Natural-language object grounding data
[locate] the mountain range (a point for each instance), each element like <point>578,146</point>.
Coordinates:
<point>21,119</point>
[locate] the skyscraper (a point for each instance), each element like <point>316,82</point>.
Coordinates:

Aim of the exercise >>
Reproduce all of the data. Leave every line unchanged.

Result for this task >>
[locate] the mountain range (a point for each instance), each element like <point>578,146</point>.
Coordinates:
<point>21,119</point>
[locate] the skyscraper (a point for each instance), each element like <point>316,82</point>.
Coordinates:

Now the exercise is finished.